**Instructions for the task**. Can you give every line of the records below as a JSON list of strings, one string per line, with blank lines left out?

**Data supplied**.
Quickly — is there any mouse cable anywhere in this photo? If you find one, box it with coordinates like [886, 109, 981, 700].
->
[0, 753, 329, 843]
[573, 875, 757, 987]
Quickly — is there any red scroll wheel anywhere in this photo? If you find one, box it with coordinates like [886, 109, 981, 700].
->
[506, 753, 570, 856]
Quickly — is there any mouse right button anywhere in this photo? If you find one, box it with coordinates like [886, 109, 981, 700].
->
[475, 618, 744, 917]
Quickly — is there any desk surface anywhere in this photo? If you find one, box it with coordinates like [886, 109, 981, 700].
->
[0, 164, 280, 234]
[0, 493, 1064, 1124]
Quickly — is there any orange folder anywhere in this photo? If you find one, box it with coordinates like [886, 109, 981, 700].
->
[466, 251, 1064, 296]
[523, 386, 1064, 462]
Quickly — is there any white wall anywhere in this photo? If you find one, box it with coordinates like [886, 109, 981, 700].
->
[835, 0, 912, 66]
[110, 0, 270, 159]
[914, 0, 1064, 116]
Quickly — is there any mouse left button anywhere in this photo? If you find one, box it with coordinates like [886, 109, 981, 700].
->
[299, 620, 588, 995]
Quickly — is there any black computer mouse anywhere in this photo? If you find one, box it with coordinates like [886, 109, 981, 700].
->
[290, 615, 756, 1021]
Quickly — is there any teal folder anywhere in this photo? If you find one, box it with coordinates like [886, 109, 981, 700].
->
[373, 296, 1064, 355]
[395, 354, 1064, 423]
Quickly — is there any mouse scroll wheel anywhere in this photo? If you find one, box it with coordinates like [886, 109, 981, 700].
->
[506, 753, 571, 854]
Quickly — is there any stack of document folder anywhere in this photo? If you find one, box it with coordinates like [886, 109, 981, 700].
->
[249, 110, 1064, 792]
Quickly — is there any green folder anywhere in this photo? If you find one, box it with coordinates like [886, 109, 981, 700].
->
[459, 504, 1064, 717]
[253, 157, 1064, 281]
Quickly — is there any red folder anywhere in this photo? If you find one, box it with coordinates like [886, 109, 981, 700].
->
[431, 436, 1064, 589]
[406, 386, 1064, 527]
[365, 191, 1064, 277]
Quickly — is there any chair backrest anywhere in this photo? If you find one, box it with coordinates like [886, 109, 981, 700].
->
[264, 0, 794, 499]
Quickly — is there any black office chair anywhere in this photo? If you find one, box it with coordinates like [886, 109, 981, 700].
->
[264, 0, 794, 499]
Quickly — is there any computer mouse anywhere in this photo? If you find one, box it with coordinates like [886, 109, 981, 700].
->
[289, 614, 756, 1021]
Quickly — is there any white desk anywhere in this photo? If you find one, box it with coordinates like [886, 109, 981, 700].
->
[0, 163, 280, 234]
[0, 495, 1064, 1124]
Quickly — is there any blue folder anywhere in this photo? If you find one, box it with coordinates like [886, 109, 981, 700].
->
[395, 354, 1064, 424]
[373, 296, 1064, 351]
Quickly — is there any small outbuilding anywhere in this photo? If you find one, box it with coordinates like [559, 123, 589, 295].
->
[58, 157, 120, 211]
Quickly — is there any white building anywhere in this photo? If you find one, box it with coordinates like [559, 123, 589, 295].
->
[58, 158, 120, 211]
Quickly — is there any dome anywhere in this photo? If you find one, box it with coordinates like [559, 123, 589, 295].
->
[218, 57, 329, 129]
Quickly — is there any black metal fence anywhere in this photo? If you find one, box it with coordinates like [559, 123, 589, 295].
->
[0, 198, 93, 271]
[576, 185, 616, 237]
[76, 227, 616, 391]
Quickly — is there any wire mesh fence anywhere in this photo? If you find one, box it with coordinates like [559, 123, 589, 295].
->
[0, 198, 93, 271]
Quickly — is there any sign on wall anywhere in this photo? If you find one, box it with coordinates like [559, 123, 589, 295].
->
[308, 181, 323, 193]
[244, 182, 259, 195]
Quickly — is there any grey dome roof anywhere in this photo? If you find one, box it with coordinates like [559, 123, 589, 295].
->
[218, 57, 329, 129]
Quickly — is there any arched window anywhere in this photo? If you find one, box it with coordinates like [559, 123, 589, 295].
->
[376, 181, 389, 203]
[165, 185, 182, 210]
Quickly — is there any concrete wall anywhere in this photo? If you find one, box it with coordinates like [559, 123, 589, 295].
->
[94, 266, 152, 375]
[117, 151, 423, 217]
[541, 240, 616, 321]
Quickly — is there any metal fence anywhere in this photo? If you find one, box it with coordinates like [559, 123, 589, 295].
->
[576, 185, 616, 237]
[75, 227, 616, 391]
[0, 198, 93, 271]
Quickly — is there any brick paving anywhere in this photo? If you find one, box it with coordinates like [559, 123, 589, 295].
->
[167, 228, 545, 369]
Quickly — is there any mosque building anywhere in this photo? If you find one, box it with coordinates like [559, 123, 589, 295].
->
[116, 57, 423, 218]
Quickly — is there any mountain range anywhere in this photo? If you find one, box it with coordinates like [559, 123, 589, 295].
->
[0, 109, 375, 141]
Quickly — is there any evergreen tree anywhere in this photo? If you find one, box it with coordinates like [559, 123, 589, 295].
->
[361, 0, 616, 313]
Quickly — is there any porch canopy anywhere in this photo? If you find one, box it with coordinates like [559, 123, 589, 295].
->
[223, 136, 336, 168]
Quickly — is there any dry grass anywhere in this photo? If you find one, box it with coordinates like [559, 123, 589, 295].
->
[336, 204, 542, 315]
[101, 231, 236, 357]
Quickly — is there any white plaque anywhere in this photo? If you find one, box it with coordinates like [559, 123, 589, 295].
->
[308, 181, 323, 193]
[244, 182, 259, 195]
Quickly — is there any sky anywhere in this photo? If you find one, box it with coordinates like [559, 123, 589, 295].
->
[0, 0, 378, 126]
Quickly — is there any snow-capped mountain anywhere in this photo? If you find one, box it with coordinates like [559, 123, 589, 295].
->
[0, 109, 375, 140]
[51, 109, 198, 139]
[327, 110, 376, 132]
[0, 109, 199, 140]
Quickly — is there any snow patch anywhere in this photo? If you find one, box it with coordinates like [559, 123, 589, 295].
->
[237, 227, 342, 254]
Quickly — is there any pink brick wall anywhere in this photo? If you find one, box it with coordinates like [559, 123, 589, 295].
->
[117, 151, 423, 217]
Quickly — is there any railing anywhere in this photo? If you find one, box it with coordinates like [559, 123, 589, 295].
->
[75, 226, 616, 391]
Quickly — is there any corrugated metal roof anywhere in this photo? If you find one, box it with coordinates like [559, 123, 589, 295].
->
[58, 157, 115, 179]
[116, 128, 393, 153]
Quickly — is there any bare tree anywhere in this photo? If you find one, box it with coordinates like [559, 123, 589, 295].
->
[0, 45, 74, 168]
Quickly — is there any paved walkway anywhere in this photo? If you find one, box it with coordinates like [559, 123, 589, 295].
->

**The response**.
[
  "Quickly — is there any mouse cable anywhere in this photo? If you find one, box it with coordinates like [886, 109, 981, 700].",
  "->",
  "[0, 753, 329, 843]",
  "[573, 875, 757, 987]",
  "Quickly — is there any red scroll wheel anywhere in this photo? If you find one, box it with coordinates like [886, 109, 981, 700].",
  "->",
  "[506, 753, 570, 856]",
  "Quickly — is there any mouse right button anywhere in this photo? If you find one, box it with coordinates like [886, 109, 981, 700].",
  "->",
  "[475, 618, 744, 917]",
  "Quickly — is there any desk surface anywhere in this photo? If you find one, box it with coordinates like [886, 109, 981, 700].",
  "->",
  "[0, 164, 280, 234]",
  "[0, 493, 1064, 1124]",
  "Quickly — is there any orange folder anywhere in this photo? If you find one, box it with coordinates like [886, 109, 981, 700].",
  "->",
  "[466, 251, 1064, 296]",
  "[523, 386, 1064, 462]",
  "Quickly — is there any white wall anywhere in this photo? If you find one, box it with coordinates like [886, 109, 981, 700].",
  "->",
  "[835, 0, 912, 66]",
  "[110, 0, 270, 159]",
  "[914, 0, 1064, 116]",
  "Quickly — is there any mouse left button anywhere in this photo? If you find one, box it with coordinates like [886, 109, 981, 700].",
  "->",
  "[299, 620, 588, 995]",
  "Quickly — is there any black computer mouse anywhere in this photo? If you find one, box it with coordinates like [886, 109, 981, 700].",
  "->",
  "[290, 615, 756, 1021]",
  "Quickly — is there any teal folder anywhere in this photo? If you find one, box it with coordinates like [886, 109, 981, 700].",
  "->",
  "[373, 296, 1064, 355]",
  "[395, 354, 1064, 423]",
  "Quickly — is there any mouse scroll wheel anywhere in this photo? If you find one, box it with coordinates like [886, 109, 981, 700].",
  "->",
  "[506, 753, 571, 854]",
  "Quickly — is there any stack of document folder anywhere in this photo? If you find one, box it with coordinates like [886, 109, 981, 700].",
  "->",
  "[249, 110, 1064, 792]",
  "Quickly — is there any green folder anywhere in this photo? If you find one, box it with coordinates like [886, 109, 981, 700].",
  "->",
  "[459, 504, 1064, 717]",
  "[253, 157, 1064, 281]",
  "Quickly — is there any red folder anywhere in this photo? If you find one, box it with coordinates like [886, 109, 981, 700].",
  "->",
  "[431, 436, 1064, 589]",
  "[406, 386, 1064, 527]",
  "[365, 191, 1064, 277]",
  "Quickly — is there any chair backrest anywhere in this photo? If you find one, box it with coordinates like [886, 109, 981, 700].",
  "->",
  "[264, 0, 794, 499]",
  "Quickly — is there any black office chair anywhere in this photo? If you find one, box it with coordinates like [886, 109, 981, 700].",
  "->",
  "[264, 0, 794, 499]",
  "Quickly — is there any computer mouse anywhere in this photo? If you find one, box it with coordinates like [886, 109, 981, 700].",
  "->",
  "[289, 614, 756, 1021]",
  "Quickly — is there any white desk anywhere in this photo? If you find one, box it with coordinates like [886, 109, 981, 700].",
  "->",
  "[0, 163, 280, 234]",
  "[0, 495, 1064, 1124]",
  "Quickly — is there any blue folder anywhere in this photo? If you find one, box it with coordinates like [886, 109, 981, 700].",
  "->",
  "[395, 354, 1064, 424]",
  "[373, 296, 1064, 351]",
  "Quickly — is there any small outbuilding anywhere in this photo? If you find one, box it with coordinates like [559, 123, 589, 295].",
  "->",
  "[58, 157, 120, 211]",
  "Quickly — is there any white building anywhere in this photo? If you find one, box it with coordinates like [559, 123, 589, 295].",
  "->",
  "[58, 158, 120, 211]",
  "Quickly — is there any dome anywhere in this photo? If you find one, box it with coordinates like [559, 123, 589, 295].",
  "->",
  "[218, 57, 329, 129]",
  "Quickly — is there any black metal fence anywhere in this photo? If you find one, box it with coordinates like [559, 123, 589, 295].",
  "->",
  "[0, 198, 93, 271]",
  "[576, 185, 616, 237]",
  "[76, 227, 616, 391]",
  "Quickly — is there any wire mesh fence anywhere in this photo? If you find one, box it with coordinates like [559, 123, 589, 295].",
  "->",
  "[0, 198, 93, 271]",
  "Quickly — is there any sign on wall anywhere in this photo? If you find one, box it with coordinates like [559, 123, 589, 295].",
  "->",
  "[308, 181, 323, 193]",
  "[244, 182, 259, 195]",
  "Quickly — is there any grey dome roof anywhere in this photo? If you find one, box it with coordinates like [559, 123, 589, 295].",
  "->",
  "[218, 57, 329, 129]",
  "Quickly — is there any arched window anywhere in this photo? If you find one, box it with coordinates like [559, 123, 589, 295].",
  "->",
  "[376, 181, 389, 203]",
  "[165, 185, 182, 210]",
  "Quickly — is there any concrete wall anywhere in this photo? If you find one, box it with coordinates like [559, 123, 589, 295].",
  "->",
  "[94, 266, 152, 375]",
  "[117, 151, 423, 217]",
  "[541, 240, 616, 321]",
  "Quickly — is there any metal fence anywhere in this photo? If you find one, box it with coordinates like [559, 123, 589, 295].",
  "->",
  "[576, 185, 616, 237]",
  "[75, 227, 616, 391]",
  "[0, 198, 93, 271]",
  "Quickly — is there any brick paving anywhere in this photo? If you find one, box it with coordinates like [559, 123, 589, 295].",
  "->",
  "[167, 228, 545, 369]",
  "Quickly — is there any mosque building anywhere in this photo? If you find one, box it with coordinates like [559, 123, 589, 295].",
  "->",
  "[116, 57, 423, 218]",
  "Quickly — is there any mountain range anywhere in this photo? If you find one, box it with coordinates like [559, 123, 589, 295].",
  "->",
  "[0, 109, 375, 141]",
  "Quickly — is there any evergreen tree anywhere in this photo? If you find one, box it with coordinates like [559, 123, 589, 295].",
  "->",
  "[361, 0, 616, 313]",
  "Quickly — is there any porch canopy anywhere in this photo? If you find one, box it with coordinates like [559, 123, 589, 295].",
  "->",
  "[223, 136, 336, 168]",
  "Quickly — is there any dry grass anywhere in this photo? If you find one, box it with coordinates like [559, 123, 589, 295].",
  "->",
  "[336, 204, 542, 315]",
  "[101, 231, 236, 357]",
  "Quickly — is there any white plaque anywhere in this photo? If you find one, box it with coordinates like [559, 123, 589, 295].",
  "->",
  "[308, 181, 323, 193]",
  "[244, 182, 259, 195]",
  "Quickly — is there any sky anywhere in this photo? If you find one, box it with coordinates like [559, 123, 589, 295].",
  "->",
  "[0, 0, 378, 126]",
  "Quickly — is there any snow-capped mountain anywhere in this photo? If you find one, box it with coordinates like [559, 123, 589, 295].",
  "->",
  "[0, 109, 375, 140]",
  "[51, 109, 198, 139]",
  "[327, 110, 376, 132]",
  "[0, 109, 199, 140]",
  "Quickly — is there any snow patch anywhere in this photo? If you find one, box it with coordinates like [559, 123, 589, 295].",
  "->",
  "[237, 227, 342, 254]",
  "Quickly — is there any pink brick wall anywhere in this photo? If you find one, box it with coordinates like [559, 123, 589, 295].",
  "->",
  "[117, 151, 423, 217]",
  "Quickly — is there any railing anywhere in this photo? If you find one, box it with coordinates like [559, 123, 589, 295].",
  "->",
  "[75, 226, 616, 391]",
  "Quickly — is there any corrugated metal roof anywhere in this photo? If you find one, box it with coordinates like [559, 123, 589, 295].",
  "->",
  "[58, 157, 115, 179]",
  "[116, 128, 393, 153]",
  "Quickly — is there any bare tree anywhere in this photo? If you find one, box it with coordinates like [559, 123, 589, 295].",
  "->",
  "[0, 45, 74, 168]",
  "Quickly — is there any paved walkway anywhere in this photo? If you find one, box it with coordinates like [559, 123, 589, 295].",
  "->"
]